▶ **Short problem**
Below you will find a set of lines. Repeat them all exactly.

::: Records provided :::

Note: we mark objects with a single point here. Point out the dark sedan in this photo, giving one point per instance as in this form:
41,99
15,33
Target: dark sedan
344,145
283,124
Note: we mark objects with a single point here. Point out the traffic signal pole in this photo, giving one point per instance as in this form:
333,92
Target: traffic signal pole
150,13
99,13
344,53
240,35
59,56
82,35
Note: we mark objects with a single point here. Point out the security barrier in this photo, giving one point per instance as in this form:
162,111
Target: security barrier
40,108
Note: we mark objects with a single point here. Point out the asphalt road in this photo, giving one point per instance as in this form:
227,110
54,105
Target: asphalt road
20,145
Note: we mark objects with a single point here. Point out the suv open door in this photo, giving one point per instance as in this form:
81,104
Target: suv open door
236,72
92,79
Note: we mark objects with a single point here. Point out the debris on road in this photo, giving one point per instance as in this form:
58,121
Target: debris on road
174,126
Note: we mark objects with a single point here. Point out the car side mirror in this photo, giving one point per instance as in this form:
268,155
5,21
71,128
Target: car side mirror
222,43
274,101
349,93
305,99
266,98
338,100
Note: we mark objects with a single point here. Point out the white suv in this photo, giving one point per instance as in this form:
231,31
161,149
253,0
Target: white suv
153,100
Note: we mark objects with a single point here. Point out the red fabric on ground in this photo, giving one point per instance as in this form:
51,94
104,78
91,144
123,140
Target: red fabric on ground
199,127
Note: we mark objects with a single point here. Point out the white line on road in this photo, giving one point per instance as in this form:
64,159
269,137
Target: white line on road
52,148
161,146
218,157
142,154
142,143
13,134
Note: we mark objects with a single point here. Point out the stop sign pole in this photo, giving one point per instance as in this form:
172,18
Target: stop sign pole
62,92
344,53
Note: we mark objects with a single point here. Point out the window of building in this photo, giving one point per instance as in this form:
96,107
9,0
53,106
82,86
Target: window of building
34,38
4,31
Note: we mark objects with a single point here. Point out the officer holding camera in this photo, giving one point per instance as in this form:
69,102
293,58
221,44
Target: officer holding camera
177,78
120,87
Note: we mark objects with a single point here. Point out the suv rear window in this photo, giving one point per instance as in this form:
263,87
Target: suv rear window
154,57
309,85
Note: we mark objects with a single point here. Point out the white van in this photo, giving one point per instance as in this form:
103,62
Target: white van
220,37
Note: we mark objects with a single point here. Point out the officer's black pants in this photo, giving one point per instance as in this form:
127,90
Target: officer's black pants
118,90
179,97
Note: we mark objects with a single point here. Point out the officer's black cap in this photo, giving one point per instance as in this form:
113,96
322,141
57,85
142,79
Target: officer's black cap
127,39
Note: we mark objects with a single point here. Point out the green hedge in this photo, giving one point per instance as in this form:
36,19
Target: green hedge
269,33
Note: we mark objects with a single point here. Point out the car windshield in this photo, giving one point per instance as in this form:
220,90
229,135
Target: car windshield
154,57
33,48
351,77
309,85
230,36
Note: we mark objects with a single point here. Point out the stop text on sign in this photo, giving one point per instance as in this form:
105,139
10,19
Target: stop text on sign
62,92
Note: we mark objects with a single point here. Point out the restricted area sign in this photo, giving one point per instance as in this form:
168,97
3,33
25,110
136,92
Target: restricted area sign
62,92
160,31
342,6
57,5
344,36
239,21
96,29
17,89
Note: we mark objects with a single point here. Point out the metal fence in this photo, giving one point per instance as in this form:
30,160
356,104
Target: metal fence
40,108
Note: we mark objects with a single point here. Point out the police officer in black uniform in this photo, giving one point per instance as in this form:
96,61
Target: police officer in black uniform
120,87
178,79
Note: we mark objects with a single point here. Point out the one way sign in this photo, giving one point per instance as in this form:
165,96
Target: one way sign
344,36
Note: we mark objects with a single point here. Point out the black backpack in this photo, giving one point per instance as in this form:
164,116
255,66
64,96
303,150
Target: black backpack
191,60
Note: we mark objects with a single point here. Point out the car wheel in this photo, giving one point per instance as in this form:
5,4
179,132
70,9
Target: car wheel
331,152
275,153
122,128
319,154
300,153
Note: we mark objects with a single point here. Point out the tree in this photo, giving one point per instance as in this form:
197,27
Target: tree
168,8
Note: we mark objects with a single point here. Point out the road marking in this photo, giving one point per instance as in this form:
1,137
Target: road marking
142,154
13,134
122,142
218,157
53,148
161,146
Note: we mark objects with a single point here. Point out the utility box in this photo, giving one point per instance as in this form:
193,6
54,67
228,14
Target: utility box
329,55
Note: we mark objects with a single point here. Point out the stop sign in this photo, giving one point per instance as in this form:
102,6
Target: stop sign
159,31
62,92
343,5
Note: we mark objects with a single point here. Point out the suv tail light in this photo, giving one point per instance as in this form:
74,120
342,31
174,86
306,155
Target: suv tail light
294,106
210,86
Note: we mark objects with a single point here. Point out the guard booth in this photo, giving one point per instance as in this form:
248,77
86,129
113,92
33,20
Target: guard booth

:::

▶ **Complete answer**
Note: we mark objects with a single point here. Point out the dark sedan in this photo, giving one point per instance as in this form:
41,99
15,33
Target: dark sedan
344,145
283,124
Note: we mark objects with a single point here. Point out the traffic signal pole in this photo, giving one point per instance as in this form:
333,92
Target: traffic signal pole
150,13
99,13
344,53
240,35
59,56
82,35
Note: we mark objects with a single point here. Point out the security barrier in this photo, giving one point per instance as in this form:
162,111
Target: security barrier
40,108
Note: we mark objects with a single point here. Point out the asphalt road in this photo, giving one point per instance as in this form:
227,110
54,105
Target: asphalt road
20,145
Note: we mark objects with a single point here. Point out the suv open door in this photo, giving one point per instance as in this form:
81,104
Target: suv open door
236,72
92,79
Note: we mark objects with a single point here. Point out the debris on road in this photo, giving one point per instance as in this form:
58,121
Target: debris on road
174,126
Note: we mark objects with a single point here. Point out the car side mirror in this photo, giving one point per instance as in this form:
268,155
5,21
71,128
Target: car side mirror
222,43
274,101
349,93
305,99
266,98
338,100
Note: we mark objects with a single point here. Point out the white suv in this photo, giving one point per instance as in this form:
231,31
161,149
253,0
Target: white suv
153,100
Note: we mark objects with a single point here. Point out the red fabric on ground in this photo, giving one point per instance as in this form:
51,94
104,78
91,144
123,140
Target: red fabric on ground
199,127
Note: we mark objects with a single point here. Point out the white line on road in this photo, giving one point per instance as in this form:
64,159
269,137
Target: white line on road
52,148
161,146
218,157
142,154
142,143
13,134
Note: we mark objects with a single point here. Point out the stop sign pole in this photo, giving one point per instance as in this form:
172,18
Target: stop sign pole
62,92
344,53
Note: we mark objects with a single point here. Point out the window of building in this photo, giving one point per instance as in this form:
96,107
9,0
53,106
82,86
Target: window of building
34,38
4,31
Note: we mark objects with a single point here. Point out the officer holding camera in this photo, giving one point per instance as in this form:
69,102
293,58
221,44
Target: officer holding camera
177,78
120,87
Note: we mark objects with a single point here. Point out the suv rear window in this photo, giving one point per instance as in this form:
263,87
Target: suv rear window
154,57
309,85
Note: we mark objects with a single point here. Point out the white van in this photo, giving one point per instance as in this form:
103,62
Target: white van
220,37
Note: we mark objects with a single point here. Point out the officer's black pants in this photo, giving one point per instance as in this form:
127,90
Target: officer's black pants
118,90
179,97
Note: we mark objects with a single point here. Point out the officer's black cap in this photo, giving one point per instance as in this form:
113,96
322,141
57,85
142,79
Target: officer's black cap
127,39
Note: we mark objects with a single point here. Point out the green hedge in this photo, giving one point per instance as in this form:
36,19
Target: green hedge
269,33
Note: we mark objects with a single point here. Point out the car windshield in this photo, giving one point per instance as in this form:
220,90
229,135
Target: car windshield
154,57
33,48
351,77
309,85
230,36
Note: we mark objects with a single point here. Point out the stop text on sign in this photo, giving one point per instance as in this form:
105,139
10,19
Target: stop text on sign
62,92
Note: we mark objects with a single point here. Point out the restricted area sign in this photo, giving one point per instance as in this form:
168,97
3,33
25,110
136,92
Target: restricted area sign
62,92
160,31
342,6
57,5
344,36
239,21
96,29
17,89
Note: we mark objects with a single point here. Point out the metal fence in this photo, giving one point per instance as in this form:
30,160
356,104
Target: metal fence
40,108
Note: we mark objects with a single point here. Point out the police officer in black uniform in this photo, giving one point per instance as in this form:
96,61
Target: police officer in black uniform
120,87
178,79
Note: we mark objects with a single point here. Point out the one way sign in this photo, giving one point per instance as in this form:
165,96
Target: one way sign
344,36
Note: we mark objects with a single point here. Point out the black backpack in this photo, giving one point per instance as in this form:
164,116
255,66
64,96
303,150
Target: black backpack
191,60
Note: we mark objects with a single point here. Point out the car wheel in this photo, giving one point per instance as in this form:
5,4
179,132
70,9
Target: car wheel
331,152
275,153
122,128
319,154
300,153
Note: we mark objects with a single point here. Point out the tree in this photo, giving one point per instance as in this form:
197,27
Target: tree
168,8
Note: we mark objects with a single point here. Point out the road marking in this photo, giving one point per instance as in this form:
1,137
Target: road marking
142,154
13,134
122,142
218,157
53,148
161,146
Note: we mark objects with a single point here. Point out the utility box in this photo, giving one point per instance as in this form:
193,6
54,67
228,14
Target: utility box
329,55
Note: we mark objects with a single point here. Point out the stop sign in this photo, giving one point per instance as in this form:
102,6
Target: stop sign
159,31
62,92
343,5
Note: we mark objects with a single point here. Point out the suv tail light in this photo, giving one point per instance as in this form:
74,120
342,31
174,86
306,155
Target: suv tail light
294,106
210,86
Note: we mark objects with a single point here. Point out the guard booth in this photo, giving one point per instance as in this form:
248,77
86,129
113,92
33,20
Target: guard booth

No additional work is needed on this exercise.